- **Reading text**
----------------

Assigned to duties in connection with the invasion of North Africa, she sailed for the U.K. in October with Convoy HX.212, and until February 1942, escorted convoys between the U.K. and the Mediterranean.  She returned to Halifax in March 1943 and served briefly with WEEF before transferring to Quebec Force in May.  For the next five months she escorted Quebec-Labrador convoys, leaving Gaspe on November 6 to undergo repairs at Liverpool, N.S.  With repairs completed early in February, she proceeded to Bermuda to work up, and on her return to Halifax joined EG W-4.  On April 24 she sailed for the U.K. for duties connected with the coming invasion. ALBERNI was then based on Londonderry, and made a name for herself during 1942 by rescuing over 145 torpedoed merchant seamen on two occasions. She was assigned to escorting convoys in support of North African landings between Britain, Gibraltar and North African Ports. She was present with the Mediterranean convoys when VILLE DE QUEBEC and REGINA obtained their submarine kills but, as with U 501, did not have the chance for direct participation and credit. Reports did give ALBERNI a "Probably damaged" verdict after an attack in 1941. Returning to Canada in March 1943, she served in the Western Local and in the Gulf Escort Force in the St. Lawrence. Time was taken for a modest and partial refit. In April 1944 she was one of seventeen RCN corvettes sent to the UK in support of Operation Neptune, the landings at Normandy.

In June and July she escorted a miscellaneous collection of landing craft and ships, barges, tugs and floating piers for Mulberry and merchant ships between Southampton Water and the Beaches.

----------------

- **The problem**
Copy word for word the segment of the ALBERNI service history that opens with the words containing "In June and" and closes with "and the Beaches.".

Dataset entries
----------------

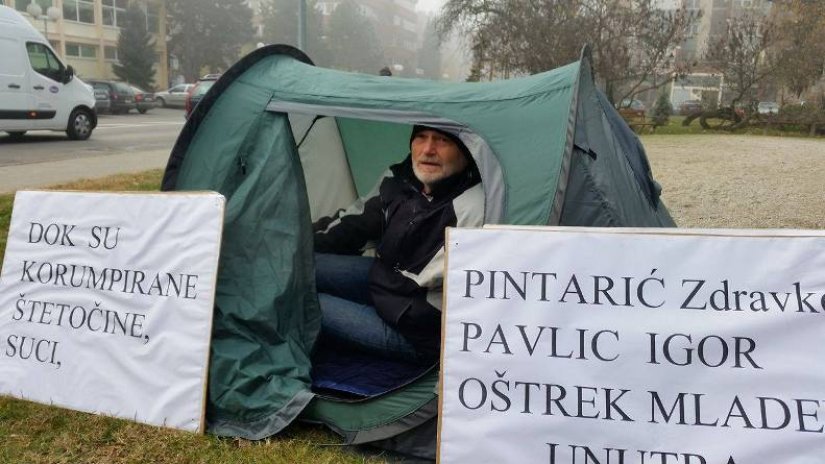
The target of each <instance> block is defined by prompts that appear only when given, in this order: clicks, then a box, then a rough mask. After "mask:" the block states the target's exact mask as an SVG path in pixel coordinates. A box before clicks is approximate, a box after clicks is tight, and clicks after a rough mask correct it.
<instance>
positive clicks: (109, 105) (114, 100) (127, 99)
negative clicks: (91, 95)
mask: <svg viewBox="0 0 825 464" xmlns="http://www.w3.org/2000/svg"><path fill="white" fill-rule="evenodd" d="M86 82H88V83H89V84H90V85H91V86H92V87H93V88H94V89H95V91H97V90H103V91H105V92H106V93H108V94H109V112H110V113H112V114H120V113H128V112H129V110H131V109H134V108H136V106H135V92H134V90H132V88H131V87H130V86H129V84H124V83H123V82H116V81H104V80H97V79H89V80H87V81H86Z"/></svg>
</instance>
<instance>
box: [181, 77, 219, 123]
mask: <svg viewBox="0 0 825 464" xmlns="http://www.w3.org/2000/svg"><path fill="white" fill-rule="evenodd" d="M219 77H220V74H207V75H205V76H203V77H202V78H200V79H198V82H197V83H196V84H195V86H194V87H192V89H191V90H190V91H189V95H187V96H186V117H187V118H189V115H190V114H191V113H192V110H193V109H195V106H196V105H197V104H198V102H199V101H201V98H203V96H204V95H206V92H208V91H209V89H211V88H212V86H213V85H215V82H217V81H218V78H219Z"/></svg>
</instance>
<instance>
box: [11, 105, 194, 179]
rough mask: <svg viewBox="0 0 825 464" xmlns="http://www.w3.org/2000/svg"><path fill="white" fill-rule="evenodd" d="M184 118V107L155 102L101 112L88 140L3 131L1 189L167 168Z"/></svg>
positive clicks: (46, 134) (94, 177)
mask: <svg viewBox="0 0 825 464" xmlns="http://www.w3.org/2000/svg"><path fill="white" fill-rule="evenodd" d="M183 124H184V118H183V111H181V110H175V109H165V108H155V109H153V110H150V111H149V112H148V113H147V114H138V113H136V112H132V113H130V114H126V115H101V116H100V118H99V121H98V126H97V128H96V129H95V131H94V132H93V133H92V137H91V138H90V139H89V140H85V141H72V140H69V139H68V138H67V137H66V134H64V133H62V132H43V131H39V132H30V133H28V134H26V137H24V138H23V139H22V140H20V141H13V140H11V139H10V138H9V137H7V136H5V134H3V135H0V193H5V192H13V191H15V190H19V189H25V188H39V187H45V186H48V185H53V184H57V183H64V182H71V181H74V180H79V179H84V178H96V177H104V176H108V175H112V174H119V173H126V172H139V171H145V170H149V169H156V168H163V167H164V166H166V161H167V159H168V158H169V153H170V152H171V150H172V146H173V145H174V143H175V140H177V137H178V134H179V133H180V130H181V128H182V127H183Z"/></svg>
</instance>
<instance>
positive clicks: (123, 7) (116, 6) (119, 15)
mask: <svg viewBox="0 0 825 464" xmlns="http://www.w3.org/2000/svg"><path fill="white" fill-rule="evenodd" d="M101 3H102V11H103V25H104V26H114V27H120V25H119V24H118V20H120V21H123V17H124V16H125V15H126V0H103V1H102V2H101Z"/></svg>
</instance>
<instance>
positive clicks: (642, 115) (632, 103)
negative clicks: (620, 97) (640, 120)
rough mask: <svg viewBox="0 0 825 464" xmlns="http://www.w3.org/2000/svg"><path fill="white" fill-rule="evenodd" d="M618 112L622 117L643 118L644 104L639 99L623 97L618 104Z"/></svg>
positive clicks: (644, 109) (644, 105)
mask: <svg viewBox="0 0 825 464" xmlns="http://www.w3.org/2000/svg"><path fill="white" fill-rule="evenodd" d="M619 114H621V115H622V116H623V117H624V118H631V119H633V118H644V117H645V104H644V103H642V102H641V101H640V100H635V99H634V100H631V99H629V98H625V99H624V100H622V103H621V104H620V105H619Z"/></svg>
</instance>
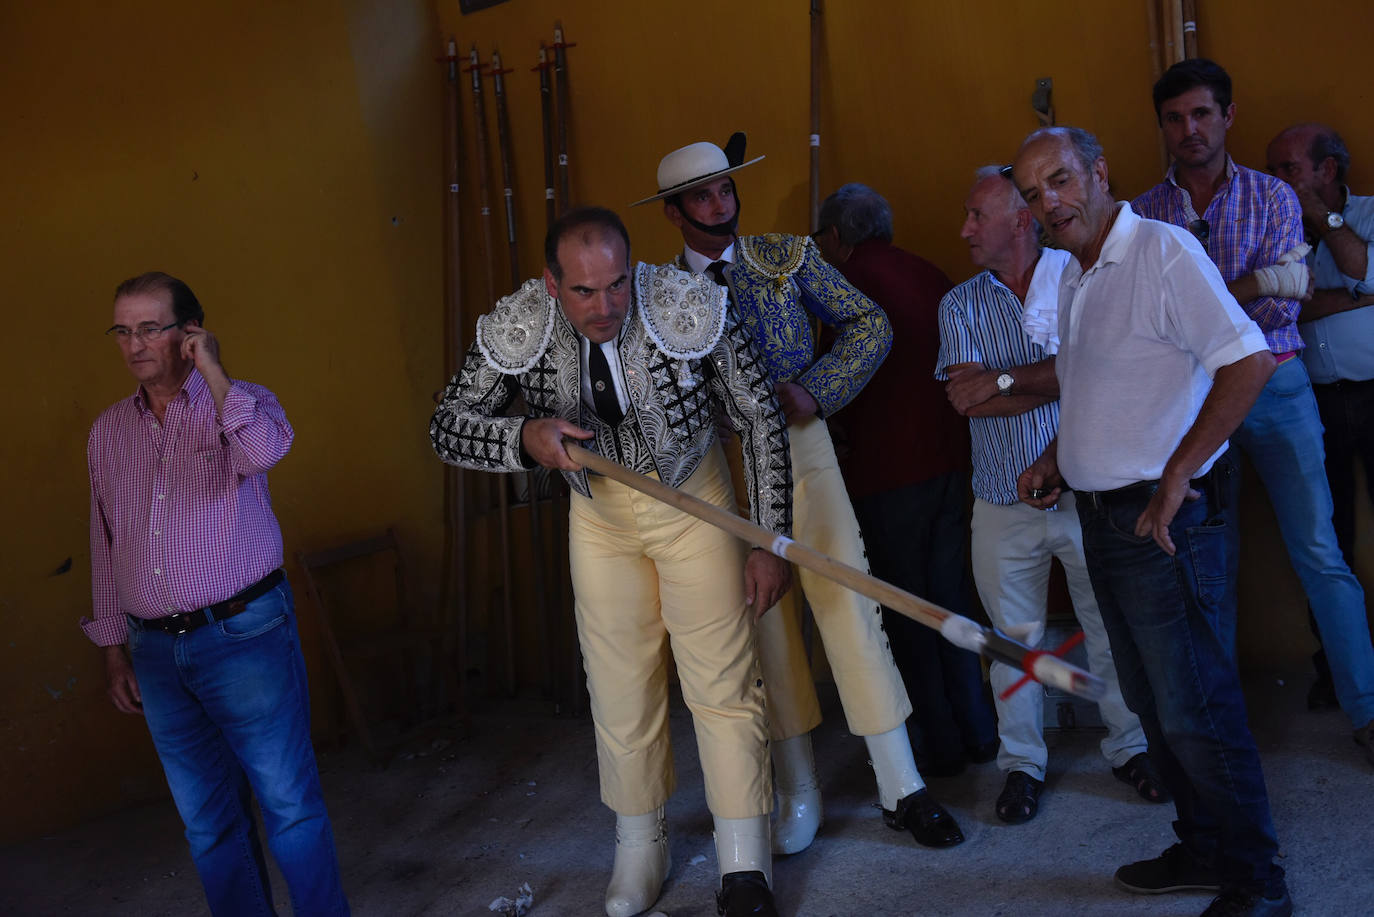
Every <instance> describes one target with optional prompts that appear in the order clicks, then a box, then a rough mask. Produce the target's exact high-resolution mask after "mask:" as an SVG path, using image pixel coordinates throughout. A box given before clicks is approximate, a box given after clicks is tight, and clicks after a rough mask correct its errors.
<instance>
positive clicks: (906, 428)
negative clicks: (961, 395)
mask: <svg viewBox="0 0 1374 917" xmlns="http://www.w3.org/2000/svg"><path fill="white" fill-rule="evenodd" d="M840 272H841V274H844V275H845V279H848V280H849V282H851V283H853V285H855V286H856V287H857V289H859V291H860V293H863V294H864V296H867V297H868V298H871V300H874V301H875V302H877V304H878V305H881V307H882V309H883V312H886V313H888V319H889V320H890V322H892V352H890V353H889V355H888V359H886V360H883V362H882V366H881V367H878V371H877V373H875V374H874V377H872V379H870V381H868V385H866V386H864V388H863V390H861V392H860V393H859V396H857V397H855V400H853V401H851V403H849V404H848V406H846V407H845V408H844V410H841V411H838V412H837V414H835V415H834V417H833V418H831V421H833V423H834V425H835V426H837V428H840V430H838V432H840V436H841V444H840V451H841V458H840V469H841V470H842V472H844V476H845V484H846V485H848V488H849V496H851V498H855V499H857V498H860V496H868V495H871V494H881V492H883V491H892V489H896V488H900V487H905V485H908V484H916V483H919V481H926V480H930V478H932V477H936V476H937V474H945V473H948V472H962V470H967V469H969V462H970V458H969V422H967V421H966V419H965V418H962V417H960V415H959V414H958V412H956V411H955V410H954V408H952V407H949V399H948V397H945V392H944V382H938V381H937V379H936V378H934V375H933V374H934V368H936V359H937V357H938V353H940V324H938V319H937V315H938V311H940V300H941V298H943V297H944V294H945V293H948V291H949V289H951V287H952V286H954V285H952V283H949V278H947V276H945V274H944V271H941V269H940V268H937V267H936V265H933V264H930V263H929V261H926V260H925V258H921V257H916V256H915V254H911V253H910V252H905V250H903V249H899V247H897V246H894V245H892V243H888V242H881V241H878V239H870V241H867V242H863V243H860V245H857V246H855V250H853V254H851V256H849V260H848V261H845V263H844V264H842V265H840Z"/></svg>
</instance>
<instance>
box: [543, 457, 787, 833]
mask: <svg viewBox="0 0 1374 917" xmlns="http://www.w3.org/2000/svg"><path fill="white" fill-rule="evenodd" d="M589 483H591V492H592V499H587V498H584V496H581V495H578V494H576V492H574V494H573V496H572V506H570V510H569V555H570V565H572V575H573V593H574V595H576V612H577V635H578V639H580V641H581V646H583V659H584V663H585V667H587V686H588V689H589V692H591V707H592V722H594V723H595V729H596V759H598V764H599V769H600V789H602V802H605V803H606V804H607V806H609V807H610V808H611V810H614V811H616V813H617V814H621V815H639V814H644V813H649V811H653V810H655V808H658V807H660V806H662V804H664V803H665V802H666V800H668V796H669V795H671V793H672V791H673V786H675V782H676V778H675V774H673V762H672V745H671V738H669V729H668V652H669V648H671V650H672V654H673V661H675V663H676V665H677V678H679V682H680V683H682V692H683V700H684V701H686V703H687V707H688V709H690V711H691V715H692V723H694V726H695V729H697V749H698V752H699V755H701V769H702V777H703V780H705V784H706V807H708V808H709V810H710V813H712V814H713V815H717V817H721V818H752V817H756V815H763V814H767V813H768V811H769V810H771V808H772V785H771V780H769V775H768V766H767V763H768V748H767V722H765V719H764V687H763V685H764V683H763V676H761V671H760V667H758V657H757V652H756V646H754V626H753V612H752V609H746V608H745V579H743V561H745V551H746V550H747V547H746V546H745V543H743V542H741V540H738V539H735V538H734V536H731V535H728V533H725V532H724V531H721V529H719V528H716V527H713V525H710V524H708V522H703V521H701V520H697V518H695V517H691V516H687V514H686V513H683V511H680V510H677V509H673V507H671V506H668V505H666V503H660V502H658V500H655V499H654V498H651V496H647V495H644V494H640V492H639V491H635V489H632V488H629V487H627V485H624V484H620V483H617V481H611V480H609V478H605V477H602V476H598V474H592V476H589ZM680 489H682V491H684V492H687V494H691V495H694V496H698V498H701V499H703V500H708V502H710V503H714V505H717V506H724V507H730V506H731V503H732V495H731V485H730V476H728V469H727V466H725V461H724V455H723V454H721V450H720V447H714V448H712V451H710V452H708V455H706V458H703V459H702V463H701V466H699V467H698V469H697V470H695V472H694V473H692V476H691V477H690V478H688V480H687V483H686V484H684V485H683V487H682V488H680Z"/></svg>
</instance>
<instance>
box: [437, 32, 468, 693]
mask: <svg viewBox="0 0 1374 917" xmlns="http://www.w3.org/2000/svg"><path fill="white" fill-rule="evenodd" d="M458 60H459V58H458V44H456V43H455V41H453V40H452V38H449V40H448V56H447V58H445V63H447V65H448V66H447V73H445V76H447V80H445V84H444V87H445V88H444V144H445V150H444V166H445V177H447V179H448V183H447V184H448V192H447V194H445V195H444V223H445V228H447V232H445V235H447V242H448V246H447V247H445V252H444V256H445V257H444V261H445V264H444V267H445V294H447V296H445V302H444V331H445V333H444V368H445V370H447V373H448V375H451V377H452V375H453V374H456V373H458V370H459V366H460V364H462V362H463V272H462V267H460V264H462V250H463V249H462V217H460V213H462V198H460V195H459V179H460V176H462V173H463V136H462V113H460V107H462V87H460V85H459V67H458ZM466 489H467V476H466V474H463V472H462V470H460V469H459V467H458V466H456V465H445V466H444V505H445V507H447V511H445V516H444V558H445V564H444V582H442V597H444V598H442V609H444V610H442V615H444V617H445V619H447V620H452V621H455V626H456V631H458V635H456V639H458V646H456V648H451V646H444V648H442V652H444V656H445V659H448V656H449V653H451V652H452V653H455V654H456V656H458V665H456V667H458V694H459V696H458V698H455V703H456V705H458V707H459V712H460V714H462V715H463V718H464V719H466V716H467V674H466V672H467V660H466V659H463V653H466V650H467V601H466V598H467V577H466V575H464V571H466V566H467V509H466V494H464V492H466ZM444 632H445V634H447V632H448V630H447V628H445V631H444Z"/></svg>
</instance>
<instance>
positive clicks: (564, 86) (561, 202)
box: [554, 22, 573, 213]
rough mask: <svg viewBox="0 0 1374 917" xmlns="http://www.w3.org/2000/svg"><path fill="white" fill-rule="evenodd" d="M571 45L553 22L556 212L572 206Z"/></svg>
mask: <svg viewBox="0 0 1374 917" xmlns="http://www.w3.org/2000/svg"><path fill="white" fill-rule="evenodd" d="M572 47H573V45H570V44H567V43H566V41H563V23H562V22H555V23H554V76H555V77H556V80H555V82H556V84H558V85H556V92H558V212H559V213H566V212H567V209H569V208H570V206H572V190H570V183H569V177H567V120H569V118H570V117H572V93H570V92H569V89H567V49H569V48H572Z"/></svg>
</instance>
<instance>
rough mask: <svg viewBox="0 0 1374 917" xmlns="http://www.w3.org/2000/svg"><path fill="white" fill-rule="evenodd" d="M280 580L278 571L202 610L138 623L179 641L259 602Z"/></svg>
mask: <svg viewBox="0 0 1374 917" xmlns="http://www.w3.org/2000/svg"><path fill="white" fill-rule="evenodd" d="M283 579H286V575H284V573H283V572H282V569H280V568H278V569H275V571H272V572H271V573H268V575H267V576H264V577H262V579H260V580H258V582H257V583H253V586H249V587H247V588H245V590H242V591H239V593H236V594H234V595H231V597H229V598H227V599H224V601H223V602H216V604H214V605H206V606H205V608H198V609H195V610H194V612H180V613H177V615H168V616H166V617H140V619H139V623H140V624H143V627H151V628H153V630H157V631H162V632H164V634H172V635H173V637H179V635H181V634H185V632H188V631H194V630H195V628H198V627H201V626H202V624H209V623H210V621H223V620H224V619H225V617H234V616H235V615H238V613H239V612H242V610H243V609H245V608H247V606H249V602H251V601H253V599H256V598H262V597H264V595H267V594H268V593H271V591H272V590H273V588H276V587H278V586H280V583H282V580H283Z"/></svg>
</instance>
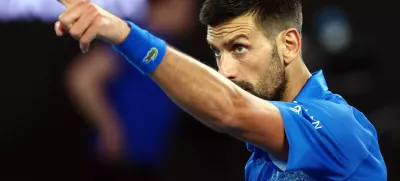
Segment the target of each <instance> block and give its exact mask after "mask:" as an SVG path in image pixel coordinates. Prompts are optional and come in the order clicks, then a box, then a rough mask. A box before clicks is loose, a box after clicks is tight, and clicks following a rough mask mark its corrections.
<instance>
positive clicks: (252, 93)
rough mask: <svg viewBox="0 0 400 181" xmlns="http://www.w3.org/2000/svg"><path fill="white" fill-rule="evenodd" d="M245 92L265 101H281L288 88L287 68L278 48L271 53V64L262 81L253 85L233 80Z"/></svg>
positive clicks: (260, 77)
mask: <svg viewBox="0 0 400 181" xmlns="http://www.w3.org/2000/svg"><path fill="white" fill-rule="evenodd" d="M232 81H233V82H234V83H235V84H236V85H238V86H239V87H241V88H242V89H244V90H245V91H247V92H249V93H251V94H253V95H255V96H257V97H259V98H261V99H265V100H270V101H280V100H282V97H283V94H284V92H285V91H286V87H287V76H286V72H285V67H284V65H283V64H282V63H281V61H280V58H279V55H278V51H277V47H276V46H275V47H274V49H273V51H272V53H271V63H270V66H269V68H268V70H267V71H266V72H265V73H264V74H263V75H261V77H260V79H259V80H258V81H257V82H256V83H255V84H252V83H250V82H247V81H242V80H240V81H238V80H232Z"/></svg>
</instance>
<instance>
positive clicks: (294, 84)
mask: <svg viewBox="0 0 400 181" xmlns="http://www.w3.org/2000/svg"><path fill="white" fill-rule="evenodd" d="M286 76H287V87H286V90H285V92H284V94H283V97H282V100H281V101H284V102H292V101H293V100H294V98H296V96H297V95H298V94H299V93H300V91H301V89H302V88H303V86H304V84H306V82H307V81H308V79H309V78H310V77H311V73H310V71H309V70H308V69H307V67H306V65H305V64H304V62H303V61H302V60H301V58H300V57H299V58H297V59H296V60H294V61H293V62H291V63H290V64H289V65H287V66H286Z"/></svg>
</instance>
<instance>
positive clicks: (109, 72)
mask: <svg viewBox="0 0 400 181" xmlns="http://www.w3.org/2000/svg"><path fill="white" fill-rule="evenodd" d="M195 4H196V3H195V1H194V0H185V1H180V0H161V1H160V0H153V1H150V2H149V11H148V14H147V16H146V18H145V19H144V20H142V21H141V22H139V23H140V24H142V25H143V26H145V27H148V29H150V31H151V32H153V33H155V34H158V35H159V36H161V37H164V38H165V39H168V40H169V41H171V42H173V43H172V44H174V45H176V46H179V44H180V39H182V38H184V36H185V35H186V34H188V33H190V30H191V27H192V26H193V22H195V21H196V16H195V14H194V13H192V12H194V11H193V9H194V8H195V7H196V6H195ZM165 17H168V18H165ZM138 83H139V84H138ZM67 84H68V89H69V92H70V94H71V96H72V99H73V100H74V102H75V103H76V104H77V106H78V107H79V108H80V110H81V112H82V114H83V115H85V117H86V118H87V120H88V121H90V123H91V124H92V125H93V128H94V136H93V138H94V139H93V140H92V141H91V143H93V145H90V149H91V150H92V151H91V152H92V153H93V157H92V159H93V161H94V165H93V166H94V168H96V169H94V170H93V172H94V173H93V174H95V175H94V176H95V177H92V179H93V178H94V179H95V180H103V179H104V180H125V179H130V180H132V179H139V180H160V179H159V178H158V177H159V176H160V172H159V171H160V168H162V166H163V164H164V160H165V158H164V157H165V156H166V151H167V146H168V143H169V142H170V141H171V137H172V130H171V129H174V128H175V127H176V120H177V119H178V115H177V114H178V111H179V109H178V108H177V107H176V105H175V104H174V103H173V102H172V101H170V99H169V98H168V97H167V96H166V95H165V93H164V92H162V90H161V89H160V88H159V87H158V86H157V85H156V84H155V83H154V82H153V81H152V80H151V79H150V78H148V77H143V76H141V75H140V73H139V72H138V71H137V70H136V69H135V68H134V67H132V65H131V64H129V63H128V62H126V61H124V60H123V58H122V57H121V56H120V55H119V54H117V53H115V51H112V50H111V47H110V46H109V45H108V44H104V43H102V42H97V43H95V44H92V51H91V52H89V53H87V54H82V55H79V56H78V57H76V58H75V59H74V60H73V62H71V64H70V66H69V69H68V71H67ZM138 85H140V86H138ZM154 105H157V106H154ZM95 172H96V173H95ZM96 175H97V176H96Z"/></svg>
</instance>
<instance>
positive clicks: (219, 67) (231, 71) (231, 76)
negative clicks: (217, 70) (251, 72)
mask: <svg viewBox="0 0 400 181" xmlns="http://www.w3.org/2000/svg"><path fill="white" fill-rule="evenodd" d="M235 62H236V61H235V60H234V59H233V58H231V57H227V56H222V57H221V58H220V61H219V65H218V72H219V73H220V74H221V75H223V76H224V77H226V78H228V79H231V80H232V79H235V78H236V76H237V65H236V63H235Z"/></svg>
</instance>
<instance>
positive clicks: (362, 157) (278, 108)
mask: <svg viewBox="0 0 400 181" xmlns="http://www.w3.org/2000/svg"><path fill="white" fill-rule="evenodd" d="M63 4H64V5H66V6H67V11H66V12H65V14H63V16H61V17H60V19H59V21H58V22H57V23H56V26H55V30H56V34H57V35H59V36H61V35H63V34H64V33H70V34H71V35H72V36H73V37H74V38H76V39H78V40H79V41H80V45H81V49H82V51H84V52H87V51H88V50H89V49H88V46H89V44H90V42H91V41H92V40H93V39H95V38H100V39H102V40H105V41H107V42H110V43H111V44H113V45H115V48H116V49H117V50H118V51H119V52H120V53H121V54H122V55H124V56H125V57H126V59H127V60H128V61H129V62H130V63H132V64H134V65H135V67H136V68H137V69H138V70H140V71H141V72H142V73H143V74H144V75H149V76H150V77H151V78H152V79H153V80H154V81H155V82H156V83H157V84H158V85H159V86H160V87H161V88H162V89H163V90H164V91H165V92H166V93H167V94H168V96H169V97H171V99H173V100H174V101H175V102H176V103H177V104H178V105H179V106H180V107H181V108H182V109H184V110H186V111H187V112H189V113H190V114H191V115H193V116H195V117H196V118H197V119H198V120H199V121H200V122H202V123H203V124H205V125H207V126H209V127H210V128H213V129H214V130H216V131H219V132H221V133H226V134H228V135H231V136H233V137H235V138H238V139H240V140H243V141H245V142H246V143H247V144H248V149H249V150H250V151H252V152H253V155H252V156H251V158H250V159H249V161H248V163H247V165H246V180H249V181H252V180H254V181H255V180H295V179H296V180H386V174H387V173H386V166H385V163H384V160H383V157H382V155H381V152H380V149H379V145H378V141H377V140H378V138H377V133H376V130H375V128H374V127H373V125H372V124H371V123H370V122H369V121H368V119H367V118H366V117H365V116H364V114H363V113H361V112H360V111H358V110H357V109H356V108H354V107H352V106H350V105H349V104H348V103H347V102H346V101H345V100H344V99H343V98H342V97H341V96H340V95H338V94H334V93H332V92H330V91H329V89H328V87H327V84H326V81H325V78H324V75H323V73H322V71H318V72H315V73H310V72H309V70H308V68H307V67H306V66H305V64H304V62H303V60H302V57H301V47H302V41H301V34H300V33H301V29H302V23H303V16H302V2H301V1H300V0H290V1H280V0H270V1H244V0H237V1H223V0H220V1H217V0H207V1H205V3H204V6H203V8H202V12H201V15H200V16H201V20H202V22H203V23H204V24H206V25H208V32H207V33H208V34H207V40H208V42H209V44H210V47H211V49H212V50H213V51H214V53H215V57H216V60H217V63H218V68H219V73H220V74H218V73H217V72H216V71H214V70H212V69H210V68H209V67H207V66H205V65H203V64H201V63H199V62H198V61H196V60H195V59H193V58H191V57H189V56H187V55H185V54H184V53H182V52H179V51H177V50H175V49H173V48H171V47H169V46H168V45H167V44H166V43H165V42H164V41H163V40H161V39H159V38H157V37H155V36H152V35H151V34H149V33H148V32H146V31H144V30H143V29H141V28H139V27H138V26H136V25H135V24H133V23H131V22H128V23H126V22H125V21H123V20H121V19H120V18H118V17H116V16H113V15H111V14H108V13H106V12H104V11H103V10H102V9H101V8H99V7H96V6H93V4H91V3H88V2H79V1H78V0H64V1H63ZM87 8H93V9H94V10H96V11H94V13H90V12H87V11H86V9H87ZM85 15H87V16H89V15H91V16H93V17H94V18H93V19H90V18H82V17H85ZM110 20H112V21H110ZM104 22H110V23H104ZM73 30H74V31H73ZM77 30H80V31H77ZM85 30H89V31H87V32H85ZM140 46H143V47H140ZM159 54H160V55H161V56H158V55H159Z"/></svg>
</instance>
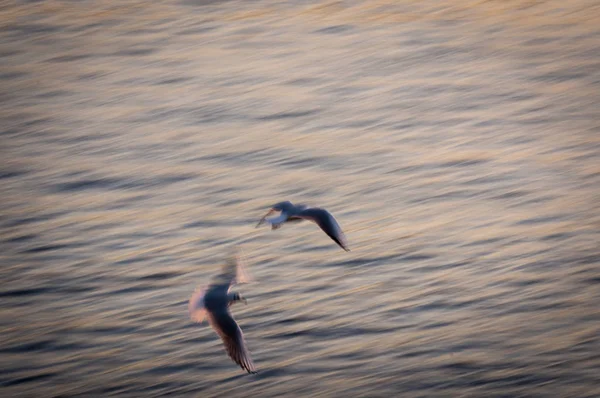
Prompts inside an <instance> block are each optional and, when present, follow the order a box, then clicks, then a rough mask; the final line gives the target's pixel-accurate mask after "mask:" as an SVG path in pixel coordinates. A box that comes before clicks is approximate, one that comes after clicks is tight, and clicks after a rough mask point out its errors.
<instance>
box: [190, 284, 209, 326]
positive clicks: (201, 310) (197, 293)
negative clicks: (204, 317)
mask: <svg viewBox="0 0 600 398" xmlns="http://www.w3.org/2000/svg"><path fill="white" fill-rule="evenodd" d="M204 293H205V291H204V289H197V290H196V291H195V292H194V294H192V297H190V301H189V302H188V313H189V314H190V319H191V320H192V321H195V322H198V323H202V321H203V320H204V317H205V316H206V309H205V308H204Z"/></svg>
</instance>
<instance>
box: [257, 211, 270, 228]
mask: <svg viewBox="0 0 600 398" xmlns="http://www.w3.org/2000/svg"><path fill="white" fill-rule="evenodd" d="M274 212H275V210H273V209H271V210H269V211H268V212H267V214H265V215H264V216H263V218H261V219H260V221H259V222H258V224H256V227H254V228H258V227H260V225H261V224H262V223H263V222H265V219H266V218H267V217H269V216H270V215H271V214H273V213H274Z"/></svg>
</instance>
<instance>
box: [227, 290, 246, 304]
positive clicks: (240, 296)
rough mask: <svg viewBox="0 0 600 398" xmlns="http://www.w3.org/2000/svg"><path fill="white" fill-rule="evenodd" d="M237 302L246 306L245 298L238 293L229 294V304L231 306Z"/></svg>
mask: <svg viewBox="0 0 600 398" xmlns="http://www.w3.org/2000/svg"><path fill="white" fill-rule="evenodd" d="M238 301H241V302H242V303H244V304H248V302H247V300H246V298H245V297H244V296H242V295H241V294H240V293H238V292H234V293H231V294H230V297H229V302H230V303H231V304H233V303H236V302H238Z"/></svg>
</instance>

----------------

- **Completed task**
In June and July she escorted a miscellaneous collection of landing craft and ships, barges, tugs and floating piers for Mulberry and merchant ships between Southampton Water and the Beaches.